YOUR OBJECTIVE
Would you repeat all of the records underneath, exactly as written?

EXERCISE INPUTS
————

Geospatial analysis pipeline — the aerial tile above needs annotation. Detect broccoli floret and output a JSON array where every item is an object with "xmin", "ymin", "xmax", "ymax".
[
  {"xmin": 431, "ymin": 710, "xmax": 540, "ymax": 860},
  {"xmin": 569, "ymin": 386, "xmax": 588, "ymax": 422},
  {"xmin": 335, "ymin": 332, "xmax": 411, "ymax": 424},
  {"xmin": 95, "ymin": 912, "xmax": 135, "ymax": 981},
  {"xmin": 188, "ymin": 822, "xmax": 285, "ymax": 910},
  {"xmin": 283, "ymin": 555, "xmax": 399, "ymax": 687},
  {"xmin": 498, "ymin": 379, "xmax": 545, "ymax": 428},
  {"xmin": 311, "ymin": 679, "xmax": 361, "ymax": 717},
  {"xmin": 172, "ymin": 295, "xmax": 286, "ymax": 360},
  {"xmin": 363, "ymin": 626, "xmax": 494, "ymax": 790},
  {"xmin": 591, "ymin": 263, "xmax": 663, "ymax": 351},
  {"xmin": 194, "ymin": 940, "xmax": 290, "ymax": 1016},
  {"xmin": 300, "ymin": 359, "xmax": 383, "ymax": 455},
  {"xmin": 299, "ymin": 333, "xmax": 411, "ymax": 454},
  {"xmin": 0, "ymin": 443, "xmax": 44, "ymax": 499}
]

————

TASK OUTPUT
Geospatial analysis pipeline — the aerial tile above needs annotation. Detect broccoli floret and output a JSON array where every item is an object with "xmin", "ymin", "xmax", "ymax".
[
  {"xmin": 431, "ymin": 710, "xmax": 540, "ymax": 860},
  {"xmin": 569, "ymin": 386, "xmax": 588, "ymax": 422},
  {"xmin": 335, "ymin": 332, "xmax": 411, "ymax": 424},
  {"xmin": 95, "ymin": 912, "xmax": 135, "ymax": 981},
  {"xmin": 188, "ymin": 822, "xmax": 285, "ymax": 910},
  {"xmin": 283, "ymin": 555, "xmax": 399, "ymax": 687},
  {"xmin": 498, "ymin": 379, "xmax": 545, "ymax": 428},
  {"xmin": 311, "ymin": 679, "xmax": 361, "ymax": 717},
  {"xmin": 172, "ymin": 295, "xmax": 286, "ymax": 360},
  {"xmin": 363, "ymin": 626, "xmax": 494, "ymax": 790},
  {"xmin": 591, "ymin": 263, "xmax": 663, "ymax": 351},
  {"xmin": 194, "ymin": 940, "xmax": 290, "ymax": 1016},
  {"xmin": 300, "ymin": 359, "xmax": 383, "ymax": 455},
  {"xmin": 299, "ymin": 333, "xmax": 411, "ymax": 454},
  {"xmin": 0, "ymin": 443, "xmax": 44, "ymax": 499}
]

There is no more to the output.